Only an exact repetition of the lines from the one that holds "Reviewer note: check that each instance of the green vendor" to the end of the records is wanted.

┄┄┄┄┄┄┄┄┄┄

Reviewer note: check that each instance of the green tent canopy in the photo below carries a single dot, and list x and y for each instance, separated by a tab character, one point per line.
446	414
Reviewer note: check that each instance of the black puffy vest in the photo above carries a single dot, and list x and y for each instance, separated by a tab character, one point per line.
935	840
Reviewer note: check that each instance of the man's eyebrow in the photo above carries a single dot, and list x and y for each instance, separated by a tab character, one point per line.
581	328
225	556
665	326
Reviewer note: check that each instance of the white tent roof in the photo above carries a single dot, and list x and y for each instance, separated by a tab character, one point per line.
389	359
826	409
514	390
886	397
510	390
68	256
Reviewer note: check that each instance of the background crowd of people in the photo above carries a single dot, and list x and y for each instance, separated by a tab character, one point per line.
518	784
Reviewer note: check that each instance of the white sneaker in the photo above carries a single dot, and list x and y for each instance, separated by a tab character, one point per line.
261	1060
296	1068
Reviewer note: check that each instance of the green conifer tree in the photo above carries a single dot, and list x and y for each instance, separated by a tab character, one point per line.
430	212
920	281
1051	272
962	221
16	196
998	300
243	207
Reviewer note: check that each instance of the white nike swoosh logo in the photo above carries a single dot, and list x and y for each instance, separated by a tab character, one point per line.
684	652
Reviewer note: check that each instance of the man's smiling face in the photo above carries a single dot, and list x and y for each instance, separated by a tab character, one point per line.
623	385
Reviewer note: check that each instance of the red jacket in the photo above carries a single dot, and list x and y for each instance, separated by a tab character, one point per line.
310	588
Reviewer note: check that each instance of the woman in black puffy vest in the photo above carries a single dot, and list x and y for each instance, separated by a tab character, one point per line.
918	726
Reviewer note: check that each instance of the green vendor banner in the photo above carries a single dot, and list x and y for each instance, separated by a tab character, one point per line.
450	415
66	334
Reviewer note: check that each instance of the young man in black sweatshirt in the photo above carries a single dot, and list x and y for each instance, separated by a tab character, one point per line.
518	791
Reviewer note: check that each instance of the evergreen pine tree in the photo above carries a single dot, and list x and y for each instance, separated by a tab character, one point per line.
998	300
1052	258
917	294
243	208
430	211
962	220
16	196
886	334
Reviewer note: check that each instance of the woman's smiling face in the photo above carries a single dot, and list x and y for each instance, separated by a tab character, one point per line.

┄┄┄┄┄┄┄┄┄┄

__RESPONSE__.
Reviewer note: check that each instance of the green vendor banner in the photo above carries a single dot, and list x and y for each instance, separated by a tab character, one point per line.
450	415
66	334
Reviewer note: check that each instance of the young man in black sweatshirt in the photo above carries a single dot, and list x and y for each instance, separated by a tab character, one point per line.
518	791
Reviewer note: check that each instance of the evergreen pine tree in the photo above carries a single dot, and list x and y for each instance, separated by a tab character, one point per line.
998	300
1052	258
917	294
243	208
430	211
962	220
16	196
886	334
Reviewer note: check that each instance of the woman's smiling face in the photo above carries a single dot, and list x and y for each instance, separated by a tab character, one point per line.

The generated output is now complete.